[Natural language region descriptions]
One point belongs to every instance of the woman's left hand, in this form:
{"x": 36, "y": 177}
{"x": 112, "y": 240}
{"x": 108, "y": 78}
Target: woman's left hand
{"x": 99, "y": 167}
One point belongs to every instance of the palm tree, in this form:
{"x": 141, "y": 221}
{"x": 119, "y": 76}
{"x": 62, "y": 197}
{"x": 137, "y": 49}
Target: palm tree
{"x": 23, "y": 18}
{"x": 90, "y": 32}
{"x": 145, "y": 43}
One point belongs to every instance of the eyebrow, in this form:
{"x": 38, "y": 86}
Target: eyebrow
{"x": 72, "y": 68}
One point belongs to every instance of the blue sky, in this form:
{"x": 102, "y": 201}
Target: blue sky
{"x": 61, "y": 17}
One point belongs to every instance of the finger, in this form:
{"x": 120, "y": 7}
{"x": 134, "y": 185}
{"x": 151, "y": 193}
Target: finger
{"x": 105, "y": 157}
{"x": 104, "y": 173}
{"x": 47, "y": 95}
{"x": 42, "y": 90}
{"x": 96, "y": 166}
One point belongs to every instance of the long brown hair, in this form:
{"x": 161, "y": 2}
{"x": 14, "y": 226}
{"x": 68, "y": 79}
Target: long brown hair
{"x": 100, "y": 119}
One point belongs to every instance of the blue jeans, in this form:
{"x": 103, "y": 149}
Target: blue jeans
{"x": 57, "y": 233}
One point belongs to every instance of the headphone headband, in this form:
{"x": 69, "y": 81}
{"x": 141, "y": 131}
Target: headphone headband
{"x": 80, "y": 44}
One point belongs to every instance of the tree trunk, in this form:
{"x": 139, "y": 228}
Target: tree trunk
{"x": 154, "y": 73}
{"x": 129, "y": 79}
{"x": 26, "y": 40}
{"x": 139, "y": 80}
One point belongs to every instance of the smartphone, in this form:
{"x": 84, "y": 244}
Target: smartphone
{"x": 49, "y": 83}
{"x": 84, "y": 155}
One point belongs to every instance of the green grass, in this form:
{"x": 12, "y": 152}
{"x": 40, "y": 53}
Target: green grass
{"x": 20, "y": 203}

Exercise | Return all the lines shown above, precisely as they stand.

Task output |
One point belongs to every instance of the woman's left hand, in this form:
{"x": 36, "y": 177}
{"x": 112, "y": 240}
{"x": 108, "y": 78}
Target: woman's left hand
{"x": 99, "y": 167}
One point belongs to every instance of the palm tree, in this form:
{"x": 141, "y": 221}
{"x": 119, "y": 76}
{"x": 62, "y": 197}
{"x": 137, "y": 49}
Target: palm tree
{"x": 23, "y": 18}
{"x": 90, "y": 32}
{"x": 145, "y": 43}
One point belongs to every instance of the eyebrow, in this form:
{"x": 38, "y": 86}
Target: eyebrow
{"x": 72, "y": 68}
One point belongs to every instance of the blue sky, in this form:
{"x": 102, "y": 201}
Target: blue sky
{"x": 61, "y": 17}
One point belongs to every instance of the finger, in this form:
{"x": 120, "y": 7}
{"x": 134, "y": 185}
{"x": 151, "y": 193}
Target: finger
{"x": 105, "y": 157}
{"x": 104, "y": 173}
{"x": 47, "y": 95}
{"x": 42, "y": 90}
{"x": 96, "y": 166}
One point belongs to every instance of the long brown hair, in this form:
{"x": 161, "y": 2}
{"x": 14, "y": 226}
{"x": 68, "y": 79}
Target: long brown hair
{"x": 100, "y": 119}
One point belongs to every instance of the blue jeans, in this form:
{"x": 103, "y": 149}
Target: blue jeans
{"x": 57, "y": 233}
One point belongs to every instance of the headphone headband, in this form:
{"x": 69, "y": 81}
{"x": 141, "y": 131}
Target: headphone headband
{"x": 80, "y": 44}
One point belongs to every instance of the tree trunk, in this form:
{"x": 139, "y": 228}
Target: tree trunk
{"x": 154, "y": 73}
{"x": 129, "y": 79}
{"x": 26, "y": 40}
{"x": 139, "y": 80}
One point belongs to every instance of the smartphone, in this form:
{"x": 84, "y": 244}
Target: smartphone
{"x": 49, "y": 83}
{"x": 84, "y": 155}
One point belongs to every instance of the green grass, in this form:
{"x": 12, "y": 152}
{"x": 40, "y": 53}
Target: green grass
{"x": 20, "y": 203}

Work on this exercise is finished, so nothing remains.